■ Problem: In the municipal code excerpt on driveways and graded slopes, what is the minimum curb return radius for commercial and industrial driveways?

■ Text shown:
******

There shall be at least 10 feet of full-height curb between a curb return and a driveway.
(3) 
Commercial and industrial. Commercial and industrial driveways shall be constructed between 14 feet and 35 feet in width. A minimum curb return radius of six feet shall be provided. A minimum distance of 110 feet away from the centerline of any other driveway as measured along the ultimate right-of-way lines of an abutting street shall be provided. The centerline of a driveway shall be a minimum of 200 feet from the centerline of any other street opening.
(b) 
Materials. Driveways within public rights-of-way shall be concrete. The only exception shall be in the Agri-Business (A), Residential/Agriculture (RA), Hillside Residential (HR), Single-Family-40,000 (RSE-40,000), and Single-Family-20,000 (RSE-20,000) Districts where equestrian trails are located in the rights-of-way and where local rural streets are permitted. On-site driveways shall be constructed of asphalt, concrete, or a non-erodible material approved by the City Engineer. Residential driveways in the Single-Family-10,000 (RS-10,000), Single-Family-7,000 (RS-7,000), Single-Family-4,000 (RS-4,000), Residential Garden-7,000 (RG-7,000), Residential Garden-4,000 (RG-4,000), Multiple-Family (RM), Affordable Family/Senior Housing (AF/SH), Mobilehome Park (MHP), and Planned Community (PC) Districts shall be constructed entirely of concrete, except at hiking/equestrian trail crossings.
(§ 2 Exh. B, Ord. 938, eff. July 3, 2008)

§ 9-4.513 Graded slopes.

(a) 
General requirements.
(1) 
The requirements of this section are in addition to the requirements of Chapter 2 of Title 8 of this Municipal Code and Section 9-2.323 Grading Plan Review.
(2)

******

■ Provided data:
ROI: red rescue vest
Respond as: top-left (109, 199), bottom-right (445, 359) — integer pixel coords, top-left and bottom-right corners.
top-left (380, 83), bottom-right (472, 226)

******

■ Response to the exercise: Six feet.